→ **What to work on**: Quote the records exactly, starting with the line that contains "Review task — the above image was flagged for missing blurred" and going on through the line that contains "[0,0,1200,900]".

→ **Listed records**:
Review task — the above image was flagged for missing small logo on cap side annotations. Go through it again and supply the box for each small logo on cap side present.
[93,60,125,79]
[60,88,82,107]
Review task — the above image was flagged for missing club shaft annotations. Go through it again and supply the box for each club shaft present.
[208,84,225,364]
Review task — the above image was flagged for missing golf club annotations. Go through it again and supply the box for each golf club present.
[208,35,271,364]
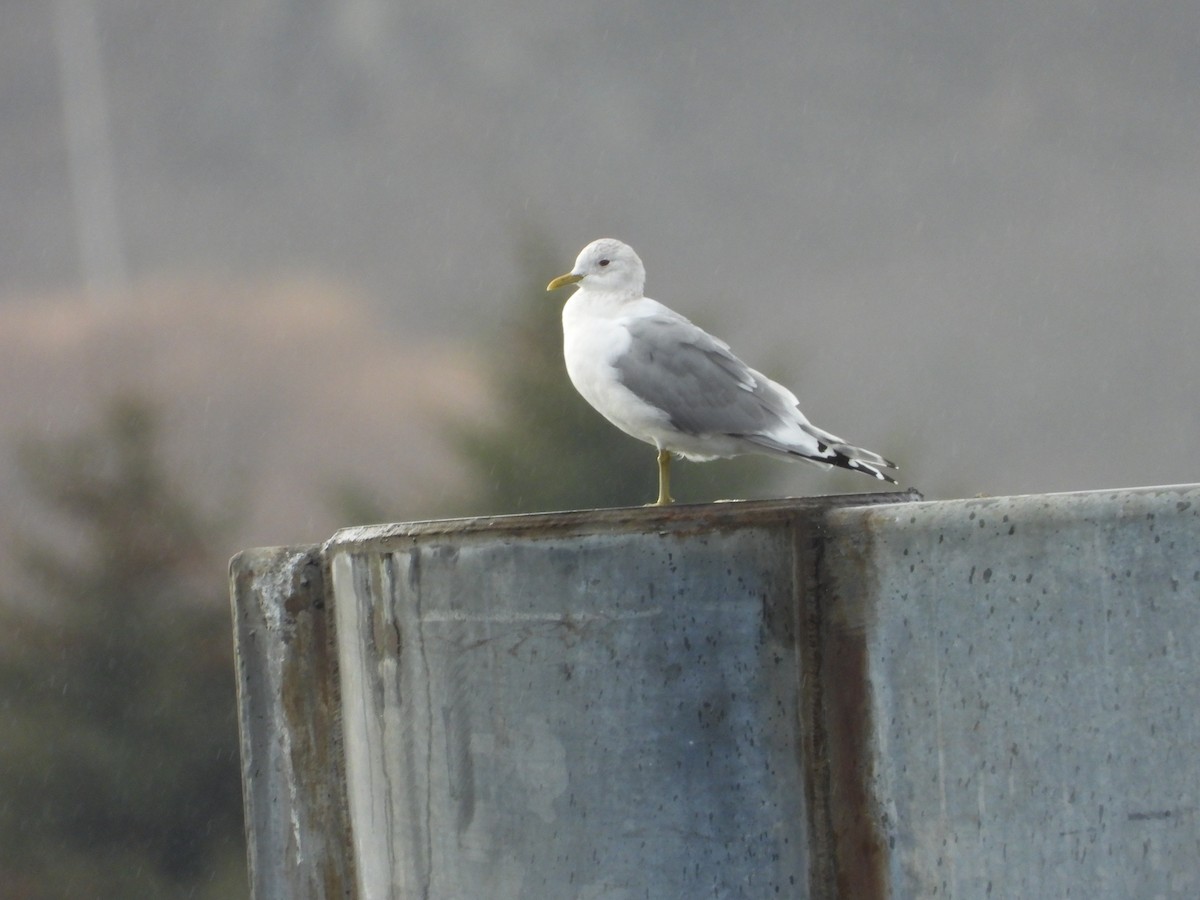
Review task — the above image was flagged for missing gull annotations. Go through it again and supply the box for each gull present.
...
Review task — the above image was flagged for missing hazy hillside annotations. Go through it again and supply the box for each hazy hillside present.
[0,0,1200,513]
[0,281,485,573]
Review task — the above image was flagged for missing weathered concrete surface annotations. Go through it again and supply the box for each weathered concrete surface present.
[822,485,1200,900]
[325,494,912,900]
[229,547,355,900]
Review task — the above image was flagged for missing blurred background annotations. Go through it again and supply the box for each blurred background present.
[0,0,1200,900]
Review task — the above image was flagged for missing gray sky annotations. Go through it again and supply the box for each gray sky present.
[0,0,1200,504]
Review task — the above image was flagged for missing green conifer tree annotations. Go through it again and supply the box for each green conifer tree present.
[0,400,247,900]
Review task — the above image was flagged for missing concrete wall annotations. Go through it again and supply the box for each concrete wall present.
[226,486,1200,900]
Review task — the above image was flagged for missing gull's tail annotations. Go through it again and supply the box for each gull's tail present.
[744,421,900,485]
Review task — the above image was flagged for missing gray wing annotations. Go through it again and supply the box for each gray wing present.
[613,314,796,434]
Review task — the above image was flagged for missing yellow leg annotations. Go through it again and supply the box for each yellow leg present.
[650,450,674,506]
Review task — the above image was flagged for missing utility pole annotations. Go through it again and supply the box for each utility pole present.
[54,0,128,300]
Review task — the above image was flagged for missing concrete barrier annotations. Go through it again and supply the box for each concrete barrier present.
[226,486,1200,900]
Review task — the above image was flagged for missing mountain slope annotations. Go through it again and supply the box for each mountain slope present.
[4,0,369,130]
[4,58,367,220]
...
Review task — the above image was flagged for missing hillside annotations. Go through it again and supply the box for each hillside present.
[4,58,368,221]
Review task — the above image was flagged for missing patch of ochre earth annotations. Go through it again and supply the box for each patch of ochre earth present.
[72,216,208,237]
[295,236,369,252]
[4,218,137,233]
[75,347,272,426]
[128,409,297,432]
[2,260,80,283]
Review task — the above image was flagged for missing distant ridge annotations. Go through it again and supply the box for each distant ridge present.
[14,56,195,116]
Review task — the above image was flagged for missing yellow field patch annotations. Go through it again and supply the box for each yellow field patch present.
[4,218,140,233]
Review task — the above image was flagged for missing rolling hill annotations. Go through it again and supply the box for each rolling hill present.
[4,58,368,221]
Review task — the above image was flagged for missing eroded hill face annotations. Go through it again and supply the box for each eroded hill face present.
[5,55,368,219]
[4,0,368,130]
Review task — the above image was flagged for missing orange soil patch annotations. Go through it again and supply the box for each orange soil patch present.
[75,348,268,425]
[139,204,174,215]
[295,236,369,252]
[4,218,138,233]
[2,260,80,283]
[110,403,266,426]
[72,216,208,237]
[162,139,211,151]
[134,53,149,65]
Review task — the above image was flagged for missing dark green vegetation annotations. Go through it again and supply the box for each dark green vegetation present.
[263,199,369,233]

→ **Task solution**:
Review task — the above image was flagged for missing blurred background annotations. Go through it again and supply the box for each blurred background present.
[0,0,1200,900]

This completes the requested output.